-------- RECORDS PROVIDED --------
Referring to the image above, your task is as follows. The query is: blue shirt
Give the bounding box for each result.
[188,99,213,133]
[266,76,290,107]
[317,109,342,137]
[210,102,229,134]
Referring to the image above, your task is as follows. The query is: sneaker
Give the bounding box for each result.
--------
**TASK BRIEF**
Rewrite the lines above, changing each "query" to "search term" and keeping everything else the same.

**FINAL RESULT**
Referring to the image above, your task is as follows. The search term is: blue shirt
Give the bounding box for each result.
[188,99,213,133]
[266,76,290,107]
[317,109,342,137]
[210,102,229,134]
Referring to the image above, your task is as follows. The search term is: sneaker
Give the bounding box for each result.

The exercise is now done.